WHAT TO PRODUCE
Output all of the data below exactly as given.

━━━━━ RECORDS SUPPLIED ━━━━━

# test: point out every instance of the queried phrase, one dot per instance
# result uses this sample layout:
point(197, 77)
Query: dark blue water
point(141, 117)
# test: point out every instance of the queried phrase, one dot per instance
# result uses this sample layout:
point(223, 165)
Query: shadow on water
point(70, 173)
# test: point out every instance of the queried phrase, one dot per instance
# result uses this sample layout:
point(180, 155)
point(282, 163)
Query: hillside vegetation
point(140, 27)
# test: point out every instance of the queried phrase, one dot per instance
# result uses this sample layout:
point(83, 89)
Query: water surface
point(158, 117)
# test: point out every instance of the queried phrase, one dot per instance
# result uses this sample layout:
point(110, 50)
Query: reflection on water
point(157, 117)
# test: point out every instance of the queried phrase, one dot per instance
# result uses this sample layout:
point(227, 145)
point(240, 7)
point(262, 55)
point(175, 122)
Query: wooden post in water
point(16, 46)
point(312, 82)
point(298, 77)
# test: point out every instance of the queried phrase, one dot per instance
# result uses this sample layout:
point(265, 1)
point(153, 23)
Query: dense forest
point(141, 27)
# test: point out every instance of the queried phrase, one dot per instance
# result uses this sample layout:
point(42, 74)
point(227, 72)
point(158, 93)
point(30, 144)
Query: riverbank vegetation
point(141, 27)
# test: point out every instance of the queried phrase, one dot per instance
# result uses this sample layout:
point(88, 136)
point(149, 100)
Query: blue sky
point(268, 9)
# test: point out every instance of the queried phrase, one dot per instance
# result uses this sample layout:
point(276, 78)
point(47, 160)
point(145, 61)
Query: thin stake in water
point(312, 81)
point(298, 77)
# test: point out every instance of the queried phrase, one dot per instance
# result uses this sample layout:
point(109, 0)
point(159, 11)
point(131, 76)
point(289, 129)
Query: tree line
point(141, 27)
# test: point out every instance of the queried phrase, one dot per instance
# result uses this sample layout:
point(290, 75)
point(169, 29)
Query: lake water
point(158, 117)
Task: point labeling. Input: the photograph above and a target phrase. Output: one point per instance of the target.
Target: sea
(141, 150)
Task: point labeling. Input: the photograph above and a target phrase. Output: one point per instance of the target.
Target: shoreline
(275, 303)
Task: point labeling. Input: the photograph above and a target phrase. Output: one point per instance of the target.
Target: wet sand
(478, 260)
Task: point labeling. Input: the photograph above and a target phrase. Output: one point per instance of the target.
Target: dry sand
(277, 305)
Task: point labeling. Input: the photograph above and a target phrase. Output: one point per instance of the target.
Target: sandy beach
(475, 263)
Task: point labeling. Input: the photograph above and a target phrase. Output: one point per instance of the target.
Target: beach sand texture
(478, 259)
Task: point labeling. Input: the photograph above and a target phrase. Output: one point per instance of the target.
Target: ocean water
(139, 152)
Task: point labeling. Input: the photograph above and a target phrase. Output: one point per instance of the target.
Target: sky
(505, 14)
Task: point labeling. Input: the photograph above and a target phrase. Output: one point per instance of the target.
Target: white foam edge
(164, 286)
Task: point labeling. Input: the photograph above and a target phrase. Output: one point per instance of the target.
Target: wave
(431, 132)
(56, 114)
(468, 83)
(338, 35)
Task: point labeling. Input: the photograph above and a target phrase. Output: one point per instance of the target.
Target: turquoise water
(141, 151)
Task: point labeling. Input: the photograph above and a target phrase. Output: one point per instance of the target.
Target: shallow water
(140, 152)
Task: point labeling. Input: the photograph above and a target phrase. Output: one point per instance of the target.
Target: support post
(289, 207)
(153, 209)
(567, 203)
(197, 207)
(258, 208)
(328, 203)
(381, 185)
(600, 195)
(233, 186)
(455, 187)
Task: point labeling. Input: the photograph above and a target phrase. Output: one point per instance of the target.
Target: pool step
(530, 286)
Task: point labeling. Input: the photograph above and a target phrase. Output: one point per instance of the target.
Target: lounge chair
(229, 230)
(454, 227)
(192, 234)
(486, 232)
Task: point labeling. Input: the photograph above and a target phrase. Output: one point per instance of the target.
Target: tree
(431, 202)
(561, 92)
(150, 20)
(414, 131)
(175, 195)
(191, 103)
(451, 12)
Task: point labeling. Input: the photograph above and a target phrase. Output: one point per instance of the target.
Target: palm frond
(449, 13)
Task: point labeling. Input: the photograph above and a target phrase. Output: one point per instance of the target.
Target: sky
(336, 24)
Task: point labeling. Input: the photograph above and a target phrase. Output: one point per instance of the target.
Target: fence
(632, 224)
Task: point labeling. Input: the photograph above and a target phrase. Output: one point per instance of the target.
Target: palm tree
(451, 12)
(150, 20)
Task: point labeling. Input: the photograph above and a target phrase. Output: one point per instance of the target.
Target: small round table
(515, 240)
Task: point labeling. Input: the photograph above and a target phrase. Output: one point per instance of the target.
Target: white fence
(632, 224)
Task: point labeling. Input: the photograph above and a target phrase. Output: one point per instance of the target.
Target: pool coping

━━━━━

OUTPUT BELOW
# test: point out every instance of the queried phrase, one dot per instance
# result uses this sample layout:
point(197, 77)
Query: dark blue water
point(141, 117)
# test: point out every instance of the queried phrase, one dot per instance
# result uses this sample layout:
point(223, 165)
Query: shadow on water
point(70, 173)
# test: point out every instance of the queried phrase, one dot per instance
# result uses this sample layout:
point(180, 155)
point(282, 163)
Query: hillside vegetation
point(140, 27)
# test: point out every instance of the queried phrase, one dot per instance
# result uses this sample layout:
point(83, 89)
Query: water surface
point(158, 117)
# test: point out every instance of the queried phrase, one dot per instance
# result uses this sample layout:
point(110, 50)
Query: reflection on water
point(157, 117)
# test: point out every instance of the queried phrase, one dot per instance
# result uses this sample layout:
point(227, 145)
point(240, 7)
point(262, 55)
point(175, 122)
Query: wooden post in water
point(16, 46)
point(312, 82)
point(298, 77)
# test: point out every instance of the queried phrase, one dot per instance
# result uses this sample layout:
point(265, 1)
point(153, 23)
Query: dense forest
point(141, 27)
# test: point out every instance of the queried phrase, one dot per instance
# result uses this sample layout:
point(42, 74)
point(227, 72)
point(158, 93)
point(30, 144)
Query: riverbank vegetation
point(141, 27)
# test: point out every instance of the queried phrase, one dot per instance
# result uses this sample layout:
point(88, 136)
point(149, 100)
Query: blue sky
point(268, 9)
# test: point out every instance of the queried phrase, one dot per instance
# result uses this sample layout:
point(276, 78)
point(47, 160)
point(145, 61)
Query: thin stake in water
point(312, 81)
point(298, 77)
# test: point out every instance of the queried phrase, one dot per instance
# result uses this sample layout:
point(109, 0)
point(159, 11)
point(131, 76)
point(289, 129)
Query: tree line
point(141, 27)
# test: point out every instance of the queried phrase, one dot per instance
# result uses this sample layout:
point(290, 75)
point(169, 29)
Query: lake water
point(158, 117)
Task: point labeling. Input: the photograph above and a target phrase. Output: one point per instance of the target.
Target: sea
(141, 150)
Task: point labeling. Input: the photograph above and a target phrase. Output: one point per instance of the target.
Target: shoreline
(275, 303)
Task: point labeling. Input: the photograph above and a target phrase. Output: one point per instance of the target.
Target: wet sand
(478, 260)
Task: point labeling. Input: the photograph above and a target phrase. Output: one point per instance of the target.
Target: dry sand
(277, 305)
Task: point labeling. Input: the photograph above and a target phrase. Output: one point per instance of the target.
Target: sandy beach
(475, 263)
Task: point labeling. Input: the photograph above and a target phrase. Output: one point per instance of the target.
Target: beach sand texture
(478, 259)
Task: point labeling. Input: the photograph above and a target phrase. Output: one point per instance of the target.
Target: ocean water
(139, 152)
Task: point labeling. Input: the photograph above and a target phrase. Output: one point per instance of the target.
Target: sky
(505, 14)
Task: point labeling. Input: the photograph above and a target phrase. Output: one point per instance of the target.
Target: white foam edge
(164, 286)
Task: point labeling. Input: the photograph above and a target phrase. Output: one point per instance of the target.
Target: wave
(431, 132)
(56, 114)
(468, 83)
(338, 35)
Task: point labeling. Input: the photograph above and a target phrase. Output: one point per instance of the target.
Target: turquoise water
(141, 151)
Task: point labeling. Input: the photograph above and a target phrase. Output: one point per instance of the target.
Target: shallow water
(140, 152)
Task: point labeling. Input: the photograph above and a target phrase. Output: one point per instance of the target.
Target: support post
(289, 207)
(153, 209)
(567, 203)
(197, 207)
(258, 208)
(328, 203)
(381, 185)
(600, 195)
(233, 186)
(455, 187)
Task: point labeling. Input: the photograph above and a target phrase. Output: one point per instance of the target.
Target: pool step
(530, 286)
Task: point labeling. Input: the photograph above and a target phrase. Output: one point per instance of the target.
Target: lounge chair
(229, 230)
(454, 227)
(192, 234)
(486, 232)
Task: point labeling. Input: the photograph above and a target phrase. Output: one point per instance of the target.
Target: tree
(431, 202)
(561, 92)
(150, 20)
(414, 131)
(175, 195)
(191, 103)
(451, 12)
Task: point labeling. Input: the photograph above and a target phrase. Output: one point per instance of the target.
Target: palm frond
(449, 13)
Task: point labeling. Input: the photograph above and a target phrase. Output: one point per instance of the target.
Target: sky
(336, 24)
Task: point labeling. Input: the photograph above and a target phrase. Output: one point per instance of the target.
Target: fence
(632, 224)
Task: point labeling. Input: the photograph above and a target phrase. Output: one point per instance of the target.
Target: palm tree
(451, 12)
(150, 20)
Task: point labeling. Input: the photograph above and a target phrase. Output: one point per instance of the target.
Target: small round table
(515, 240)
Task: point labeling. Input: the photograph above and a target phrase. Output: one point per instance of the target.
Target: white fence
(632, 224)
Task: point labeling. Input: the photograph above and a target phrase. Output: one point per instance of the target.
Target: pool coping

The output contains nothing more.